#### WHAT IS REQUIRED
Please return every item below unchanged, reproducing each line character for character.

#### RECORDS FOR PROCESSING
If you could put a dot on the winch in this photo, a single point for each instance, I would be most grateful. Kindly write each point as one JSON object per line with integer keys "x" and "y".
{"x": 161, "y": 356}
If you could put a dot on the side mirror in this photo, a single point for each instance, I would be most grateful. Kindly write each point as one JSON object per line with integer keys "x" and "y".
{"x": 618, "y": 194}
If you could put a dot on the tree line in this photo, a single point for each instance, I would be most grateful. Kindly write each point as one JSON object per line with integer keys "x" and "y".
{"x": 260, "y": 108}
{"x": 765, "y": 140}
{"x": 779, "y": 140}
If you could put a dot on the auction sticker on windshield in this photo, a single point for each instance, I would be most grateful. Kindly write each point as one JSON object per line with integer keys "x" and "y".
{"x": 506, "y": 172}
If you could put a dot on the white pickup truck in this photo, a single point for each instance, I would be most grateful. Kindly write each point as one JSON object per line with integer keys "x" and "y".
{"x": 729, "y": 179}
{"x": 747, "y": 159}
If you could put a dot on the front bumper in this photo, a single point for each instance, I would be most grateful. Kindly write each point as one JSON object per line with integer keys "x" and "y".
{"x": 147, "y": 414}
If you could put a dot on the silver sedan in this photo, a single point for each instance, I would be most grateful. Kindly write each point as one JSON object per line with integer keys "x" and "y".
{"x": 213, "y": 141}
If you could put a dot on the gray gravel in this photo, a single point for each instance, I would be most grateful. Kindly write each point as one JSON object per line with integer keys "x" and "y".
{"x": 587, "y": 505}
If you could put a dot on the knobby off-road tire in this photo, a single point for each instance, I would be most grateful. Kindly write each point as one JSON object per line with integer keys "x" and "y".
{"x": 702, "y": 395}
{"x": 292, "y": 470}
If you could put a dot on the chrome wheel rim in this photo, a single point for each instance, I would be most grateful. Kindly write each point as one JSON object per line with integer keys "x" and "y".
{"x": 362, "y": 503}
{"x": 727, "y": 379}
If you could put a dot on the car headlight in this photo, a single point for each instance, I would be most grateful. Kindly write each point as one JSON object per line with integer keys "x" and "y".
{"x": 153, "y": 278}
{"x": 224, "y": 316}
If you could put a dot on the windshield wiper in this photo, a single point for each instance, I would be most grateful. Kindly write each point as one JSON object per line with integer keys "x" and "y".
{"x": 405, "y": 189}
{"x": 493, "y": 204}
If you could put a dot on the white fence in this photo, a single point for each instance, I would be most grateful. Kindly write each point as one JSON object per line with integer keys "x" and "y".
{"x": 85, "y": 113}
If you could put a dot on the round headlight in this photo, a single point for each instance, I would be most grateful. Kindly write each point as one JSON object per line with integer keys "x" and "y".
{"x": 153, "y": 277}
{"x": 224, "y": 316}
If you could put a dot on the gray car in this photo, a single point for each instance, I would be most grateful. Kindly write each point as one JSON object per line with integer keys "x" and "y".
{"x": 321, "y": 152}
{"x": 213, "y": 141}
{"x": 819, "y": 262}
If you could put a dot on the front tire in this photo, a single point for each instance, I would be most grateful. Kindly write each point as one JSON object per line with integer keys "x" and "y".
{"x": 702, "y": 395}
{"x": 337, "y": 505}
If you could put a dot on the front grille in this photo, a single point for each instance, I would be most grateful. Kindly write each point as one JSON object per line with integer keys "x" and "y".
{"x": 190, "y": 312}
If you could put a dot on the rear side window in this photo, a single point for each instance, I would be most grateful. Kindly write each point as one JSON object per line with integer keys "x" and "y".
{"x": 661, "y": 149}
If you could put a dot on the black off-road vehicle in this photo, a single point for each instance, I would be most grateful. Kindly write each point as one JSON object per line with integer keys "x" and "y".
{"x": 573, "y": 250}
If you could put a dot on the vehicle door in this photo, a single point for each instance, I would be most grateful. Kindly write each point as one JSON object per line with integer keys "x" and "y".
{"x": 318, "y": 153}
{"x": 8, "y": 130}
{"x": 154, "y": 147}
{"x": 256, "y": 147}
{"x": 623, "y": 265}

#### REPLY TO THE TASK
If you could put a dot on the winch in this photo, a single point for each instance, I would be most grateful. Kindly write each point as one JSON object per line with integer keys "x" and "y".
{"x": 161, "y": 356}
If you could put a dot on the side mirror in this photo, a single point for each instance, I would be most grateful. Kindly write each point as one JSON object per line with integer keys "x" and "y".
{"x": 618, "y": 194}
If you could put a dot on the tree line in this photo, a single point for each instance, I would be most grateful. Kindly write each point as one JSON object per line with integer keys "x" and "y".
{"x": 260, "y": 108}
{"x": 765, "y": 140}
{"x": 779, "y": 140}
If you could put a dot on the auction sticker on windshield in this photo, a single point for each instance, I would be most grateful. Kindly write each point as one JSON object per line with integer keys "x" and "y".
{"x": 506, "y": 172}
If you could put a dot on the white pickup truck in this photo, a single point for each instance, I would be most grateful. Kindly write each point as one JSON object per line with integer keys "x" and "y".
{"x": 729, "y": 179}
{"x": 747, "y": 159}
If you could put a dot on the front bumper in this photo, a single point for each instance, I would be most grateful. Kindly write each point as one JSON object per line with integer keys "x" and "y".
{"x": 147, "y": 414}
If you could put a dot on the silver sedan in this photo, a single point for each instance, I would be most grateful. Kindly write each point as one JSON object per line with integer keys "x" and "y".
{"x": 213, "y": 141}
If you could put a dot on the gray gravel in this photo, a single point for each instance, I would be most grateful. Kindly write each point as one JSON object per line with integer keys "x" and "y".
{"x": 587, "y": 505}
If you could put a dot on the knobby off-road tire in this photo, a single point for each instance, I would be most grateful. Kindly write each point as one JSON object per line with integer keys "x" and "y".
{"x": 702, "y": 395}
{"x": 292, "y": 470}
If you could put a dot on the chrome wheel rim in this photo, a single point for each instance, I would be most grateful. Kindly write each point as one JSON object per line with integer keys "x" and "y".
{"x": 362, "y": 503}
{"x": 727, "y": 379}
If you could put a dot on the car headlight in this photo, a single point for each instance, I would be most grateful. Kindly write each point as one JSON object per line with integer keys "x" and "y".
{"x": 153, "y": 278}
{"x": 224, "y": 316}
If you could put a dot on the windshield wiper in this photo, a single point for each instance, I would be most grateful. Kindly write each point as one JSON object per line with integer keys "x" and "y".
{"x": 405, "y": 189}
{"x": 493, "y": 204}
If you could put a dot on the white fence in this photo, a single point for each instance, I would be most grateful. Kindly write each point as one JSON object per line with integer keys "x" and "y".
{"x": 85, "y": 113}
If you could put a dot on the round headlight in this photo, a single point for each instance, I would be most grateful. Kindly write each point as one JSON object per line with integer keys "x" and "y".
{"x": 153, "y": 277}
{"x": 224, "y": 316}
If you could put a dot on the gray car in this photo, a single point for each instance, I would be most grateful. Kindly write each point as one JSON object per line with integer keys "x" and "y".
{"x": 321, "y": 152}
{"x": 213, "y": 141}
{"x": 819, "y": 262}
If you could put a dot on the front tire in this photo, a single point for each instance, I would be most grateful. Kindly write each point as one JSON object per line with integer keys "x" and "y".
{"x": 702, "y": 395}
{"x": 337, "y": 505}
If you could put a dot on the front grille in this photo, a single point for each instance, I would be most grateful. Kindly write each point as one JSON object per line with integer keys "x" and "y".
{"x": 190, "y": 312}
If you could put a dot on the rear side window in this photo, a single point for each instance, I would be most grateful. Kindly write each point as one JSON object per line with integer keys "x" and "y".
{"x": 661, "y": 149}
If you could put a dot on the black off-road vehicle in this photo, a single point for each instance, I would be most grateful. Kindly write each point as one JSON object per line with integer keys "x" and "y".
{"x": 573, "y": 250}
If you could put a dot on the vehicle door in this photo, a single point for each instance, I would be most grateful. Kindly write each point as one JSON object per line with integer keys "x" and "y".
{"x": 318, "y": 153}
{"x": 8, "y": 130}
{"x": 154, "y": 147}
{"x": 256, "y": 147}
{"x": 623, "y": 265}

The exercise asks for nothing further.